The result should consist solely of the line containing "Identify all instances of white window" and the lines that follow it below, each reproduced exactly, the last line included.
Segment Start: Data records
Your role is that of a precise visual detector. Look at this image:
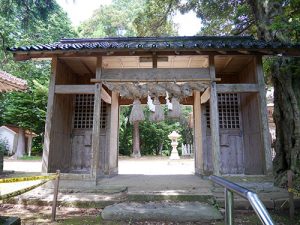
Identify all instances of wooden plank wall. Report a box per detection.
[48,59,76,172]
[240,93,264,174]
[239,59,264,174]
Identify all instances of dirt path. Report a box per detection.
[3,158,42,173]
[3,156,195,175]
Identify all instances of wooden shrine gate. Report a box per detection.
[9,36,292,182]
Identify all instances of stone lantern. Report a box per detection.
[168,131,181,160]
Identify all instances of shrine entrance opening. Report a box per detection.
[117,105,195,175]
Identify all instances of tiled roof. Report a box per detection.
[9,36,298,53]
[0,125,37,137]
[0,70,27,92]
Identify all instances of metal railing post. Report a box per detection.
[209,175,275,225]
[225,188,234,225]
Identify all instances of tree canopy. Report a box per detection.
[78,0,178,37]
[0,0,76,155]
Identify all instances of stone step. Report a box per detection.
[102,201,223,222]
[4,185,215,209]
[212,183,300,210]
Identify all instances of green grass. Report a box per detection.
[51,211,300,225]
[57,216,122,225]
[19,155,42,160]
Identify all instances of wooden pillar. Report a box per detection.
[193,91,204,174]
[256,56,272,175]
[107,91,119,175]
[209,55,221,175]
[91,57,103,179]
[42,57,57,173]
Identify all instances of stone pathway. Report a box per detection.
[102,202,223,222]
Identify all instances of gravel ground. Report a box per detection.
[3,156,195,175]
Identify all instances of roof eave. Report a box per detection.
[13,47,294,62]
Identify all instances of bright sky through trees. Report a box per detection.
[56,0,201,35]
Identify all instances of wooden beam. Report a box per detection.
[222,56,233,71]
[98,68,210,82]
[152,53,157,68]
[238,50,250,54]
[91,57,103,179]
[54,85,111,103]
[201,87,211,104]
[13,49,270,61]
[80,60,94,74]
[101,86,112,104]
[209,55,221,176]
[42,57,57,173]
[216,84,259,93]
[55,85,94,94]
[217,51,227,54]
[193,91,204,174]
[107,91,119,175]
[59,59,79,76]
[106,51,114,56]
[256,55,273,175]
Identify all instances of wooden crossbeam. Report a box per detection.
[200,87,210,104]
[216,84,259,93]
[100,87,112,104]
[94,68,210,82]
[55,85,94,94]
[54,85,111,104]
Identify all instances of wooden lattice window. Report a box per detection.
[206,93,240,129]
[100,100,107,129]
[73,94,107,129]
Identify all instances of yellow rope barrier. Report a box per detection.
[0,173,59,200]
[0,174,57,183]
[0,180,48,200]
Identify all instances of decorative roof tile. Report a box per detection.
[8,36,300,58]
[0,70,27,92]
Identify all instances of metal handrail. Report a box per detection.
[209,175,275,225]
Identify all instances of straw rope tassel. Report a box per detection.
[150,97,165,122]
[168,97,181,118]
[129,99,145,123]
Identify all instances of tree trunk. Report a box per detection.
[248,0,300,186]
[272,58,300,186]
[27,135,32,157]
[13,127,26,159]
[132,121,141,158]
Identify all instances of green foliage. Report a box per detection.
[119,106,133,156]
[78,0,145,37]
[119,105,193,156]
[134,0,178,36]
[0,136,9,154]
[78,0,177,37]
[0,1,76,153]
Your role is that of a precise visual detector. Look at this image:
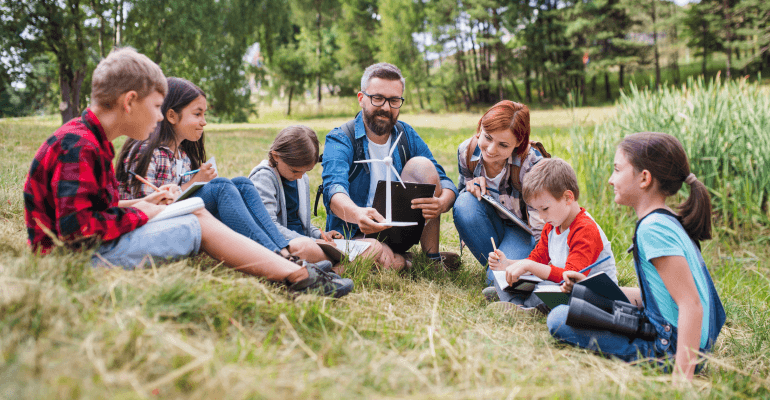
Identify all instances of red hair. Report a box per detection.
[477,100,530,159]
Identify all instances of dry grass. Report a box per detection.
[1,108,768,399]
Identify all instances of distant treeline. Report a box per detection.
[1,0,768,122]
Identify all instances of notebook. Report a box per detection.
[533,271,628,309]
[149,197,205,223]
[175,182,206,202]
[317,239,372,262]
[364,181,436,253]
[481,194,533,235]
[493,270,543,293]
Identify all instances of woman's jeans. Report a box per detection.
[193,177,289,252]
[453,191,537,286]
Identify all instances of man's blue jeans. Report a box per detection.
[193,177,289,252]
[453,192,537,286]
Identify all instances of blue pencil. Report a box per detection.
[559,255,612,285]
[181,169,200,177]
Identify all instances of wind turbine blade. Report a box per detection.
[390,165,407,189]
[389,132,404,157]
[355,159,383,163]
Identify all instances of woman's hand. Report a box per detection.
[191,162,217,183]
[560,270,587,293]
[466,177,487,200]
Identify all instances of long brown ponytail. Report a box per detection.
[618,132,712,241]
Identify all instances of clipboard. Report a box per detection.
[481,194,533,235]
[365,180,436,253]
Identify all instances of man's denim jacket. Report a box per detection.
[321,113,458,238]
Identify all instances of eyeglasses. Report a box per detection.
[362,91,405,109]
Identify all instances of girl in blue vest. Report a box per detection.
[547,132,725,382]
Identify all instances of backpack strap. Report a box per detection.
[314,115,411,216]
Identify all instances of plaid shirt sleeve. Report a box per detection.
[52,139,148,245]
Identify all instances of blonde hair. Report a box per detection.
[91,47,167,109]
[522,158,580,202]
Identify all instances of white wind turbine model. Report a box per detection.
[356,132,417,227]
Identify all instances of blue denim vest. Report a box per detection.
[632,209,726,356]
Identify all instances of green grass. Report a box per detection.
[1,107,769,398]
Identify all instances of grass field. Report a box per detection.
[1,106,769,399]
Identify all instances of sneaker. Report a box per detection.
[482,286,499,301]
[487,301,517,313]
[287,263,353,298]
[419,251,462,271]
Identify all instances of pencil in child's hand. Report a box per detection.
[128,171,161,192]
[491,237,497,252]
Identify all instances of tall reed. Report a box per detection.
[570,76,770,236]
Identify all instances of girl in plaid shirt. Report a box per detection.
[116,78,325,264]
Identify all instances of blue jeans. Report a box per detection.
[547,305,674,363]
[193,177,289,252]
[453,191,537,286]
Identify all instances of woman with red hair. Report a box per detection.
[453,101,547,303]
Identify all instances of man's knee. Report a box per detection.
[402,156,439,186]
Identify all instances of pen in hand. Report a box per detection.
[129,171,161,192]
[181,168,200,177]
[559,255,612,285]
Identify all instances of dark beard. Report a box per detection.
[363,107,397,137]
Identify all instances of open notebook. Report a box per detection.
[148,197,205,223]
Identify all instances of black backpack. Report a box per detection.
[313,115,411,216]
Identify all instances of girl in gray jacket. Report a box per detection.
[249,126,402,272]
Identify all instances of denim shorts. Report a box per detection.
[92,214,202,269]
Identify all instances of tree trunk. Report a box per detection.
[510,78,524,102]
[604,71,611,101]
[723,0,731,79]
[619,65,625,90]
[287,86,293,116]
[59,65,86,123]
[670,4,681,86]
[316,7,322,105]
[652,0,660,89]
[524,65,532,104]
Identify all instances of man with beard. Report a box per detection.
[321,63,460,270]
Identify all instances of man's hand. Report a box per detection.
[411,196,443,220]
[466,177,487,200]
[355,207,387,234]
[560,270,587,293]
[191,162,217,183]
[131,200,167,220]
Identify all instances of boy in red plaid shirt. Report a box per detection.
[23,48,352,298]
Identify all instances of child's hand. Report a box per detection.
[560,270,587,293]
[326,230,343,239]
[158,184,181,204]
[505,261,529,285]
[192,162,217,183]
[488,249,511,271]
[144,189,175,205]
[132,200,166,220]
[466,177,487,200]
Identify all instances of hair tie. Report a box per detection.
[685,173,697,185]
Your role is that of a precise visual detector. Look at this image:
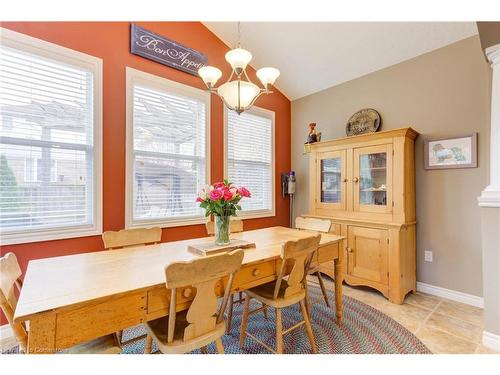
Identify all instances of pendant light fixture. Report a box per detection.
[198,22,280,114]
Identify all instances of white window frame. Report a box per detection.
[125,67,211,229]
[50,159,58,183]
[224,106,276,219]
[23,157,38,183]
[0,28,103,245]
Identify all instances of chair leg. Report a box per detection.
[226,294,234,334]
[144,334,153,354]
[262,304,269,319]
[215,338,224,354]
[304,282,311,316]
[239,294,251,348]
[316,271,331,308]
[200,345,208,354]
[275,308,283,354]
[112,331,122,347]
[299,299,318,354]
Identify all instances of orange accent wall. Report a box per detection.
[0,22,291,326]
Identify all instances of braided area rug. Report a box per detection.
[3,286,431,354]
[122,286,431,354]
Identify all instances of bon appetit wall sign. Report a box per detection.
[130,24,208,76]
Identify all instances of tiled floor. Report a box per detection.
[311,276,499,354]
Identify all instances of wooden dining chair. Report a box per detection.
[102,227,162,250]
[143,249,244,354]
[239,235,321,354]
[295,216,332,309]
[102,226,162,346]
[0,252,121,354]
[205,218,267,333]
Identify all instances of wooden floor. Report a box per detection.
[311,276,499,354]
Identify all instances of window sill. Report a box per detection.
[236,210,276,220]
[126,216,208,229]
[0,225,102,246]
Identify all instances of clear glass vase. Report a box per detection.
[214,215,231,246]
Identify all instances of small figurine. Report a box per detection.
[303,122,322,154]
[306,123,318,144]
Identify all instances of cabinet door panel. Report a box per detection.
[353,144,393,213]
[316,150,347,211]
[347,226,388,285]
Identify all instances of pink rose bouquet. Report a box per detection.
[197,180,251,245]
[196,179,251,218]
Segment End: Data records
Response
Identify all instances of white window frame. Report a box per detection.
[125,67,211,229]
[50,159,58,183]
[224,106,276,219]
[23,157,38,183]
[0,28,103,245]
Identify all instances of chair leg. Report a box per detection.
[226,294,234,334]
[144,334,153,354]
[262,304,269,319]
[215,338,224,354]
[304,282,311,316]
[239,294,251,348]
[316,271,331,308]
[200,345,208,354]
[275,308,283,354]
[112,331,122,347]
[299,299,318,354]
Identify all instances of orange accent wall. Report a box per detection.
[0,22,291,326]
Identify all instances of braided area rug. Report a box per detection.
[3,286,431,354]
[122,286,431,354]
Identify all instances of bon appetit wall sign. Report a box per detection.
[130,24,208,76]
Identify all instances of tiled floor. Report a box per detection.
[311,276,499,354]
Identify all instances of wooden dining chair. Report a box per detection.
[102,227,162,250]
[143,249,244,354]
[239,235,321,354]
[295,216,332,309]
[102,226,162,346]
[0,252,121,354]
[205,218,267,333]
Identify all instances of wooden floor. Report a box per detection.
[311,276,499,354]
Identify all instances of window sill. Report a box per detection.
[236,210,276,220]
[126,216,208,229]
[0,225,102,246]
Identify all instances of clear glass vase. Report a box per detection.
[214,215,231,246]
Identify all instances of small figurine. Report a box per detection.
[303,122,322,154]
[306,123,318,144]
Identify all instances of cabinet door panel. Report a box per detection.
[353,144,393,213]
[316,150,347,211]
[347,226,388,285]
Identify all instances of pink rose bouquet. Report a box per detection.
[197,180,251,245]
[196,179,251,218]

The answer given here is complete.